### Work instruction
Here is a listing; work out how many of its lines contain the word "positive", and state only that number.

--- Supplied records Enclosed Below ---

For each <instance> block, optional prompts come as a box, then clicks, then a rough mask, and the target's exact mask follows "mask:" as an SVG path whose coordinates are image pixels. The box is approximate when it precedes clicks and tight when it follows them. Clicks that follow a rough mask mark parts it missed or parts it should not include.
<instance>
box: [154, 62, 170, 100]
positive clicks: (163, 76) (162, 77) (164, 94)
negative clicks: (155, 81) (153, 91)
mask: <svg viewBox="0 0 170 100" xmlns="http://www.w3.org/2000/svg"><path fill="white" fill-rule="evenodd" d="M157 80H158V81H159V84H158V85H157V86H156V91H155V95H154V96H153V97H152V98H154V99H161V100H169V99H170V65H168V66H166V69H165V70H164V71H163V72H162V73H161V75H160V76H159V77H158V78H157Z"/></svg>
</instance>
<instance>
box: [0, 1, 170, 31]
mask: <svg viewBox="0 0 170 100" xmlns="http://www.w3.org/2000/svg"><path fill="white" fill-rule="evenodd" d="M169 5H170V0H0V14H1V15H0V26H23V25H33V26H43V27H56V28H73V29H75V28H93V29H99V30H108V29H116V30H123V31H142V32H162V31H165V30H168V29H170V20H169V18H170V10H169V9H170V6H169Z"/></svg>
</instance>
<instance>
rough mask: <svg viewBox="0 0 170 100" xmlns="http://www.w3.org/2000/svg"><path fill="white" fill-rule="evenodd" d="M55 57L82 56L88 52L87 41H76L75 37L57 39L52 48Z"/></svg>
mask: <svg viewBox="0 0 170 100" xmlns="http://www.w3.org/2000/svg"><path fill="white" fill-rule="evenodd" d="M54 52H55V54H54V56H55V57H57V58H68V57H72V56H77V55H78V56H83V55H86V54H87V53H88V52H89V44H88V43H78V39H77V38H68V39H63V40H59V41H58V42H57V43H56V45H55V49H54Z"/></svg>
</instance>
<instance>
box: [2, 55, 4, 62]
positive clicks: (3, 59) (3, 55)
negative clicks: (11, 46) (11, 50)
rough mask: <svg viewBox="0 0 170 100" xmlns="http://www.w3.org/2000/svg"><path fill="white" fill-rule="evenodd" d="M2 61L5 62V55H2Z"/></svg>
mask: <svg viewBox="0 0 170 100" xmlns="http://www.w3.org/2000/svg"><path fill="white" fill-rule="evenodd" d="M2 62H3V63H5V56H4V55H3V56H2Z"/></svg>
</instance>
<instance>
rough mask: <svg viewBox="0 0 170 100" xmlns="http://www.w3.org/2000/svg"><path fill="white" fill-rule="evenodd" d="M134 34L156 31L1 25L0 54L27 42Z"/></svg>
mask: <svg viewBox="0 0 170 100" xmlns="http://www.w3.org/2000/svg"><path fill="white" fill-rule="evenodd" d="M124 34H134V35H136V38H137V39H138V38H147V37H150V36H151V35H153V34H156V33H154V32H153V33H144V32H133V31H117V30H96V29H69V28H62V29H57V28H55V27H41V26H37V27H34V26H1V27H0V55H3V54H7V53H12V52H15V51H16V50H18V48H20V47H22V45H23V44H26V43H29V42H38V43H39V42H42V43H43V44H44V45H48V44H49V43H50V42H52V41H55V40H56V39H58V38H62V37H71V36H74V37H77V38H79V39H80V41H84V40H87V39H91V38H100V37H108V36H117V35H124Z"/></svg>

--- End of Enclosed Supplied records ---

### Task answer
2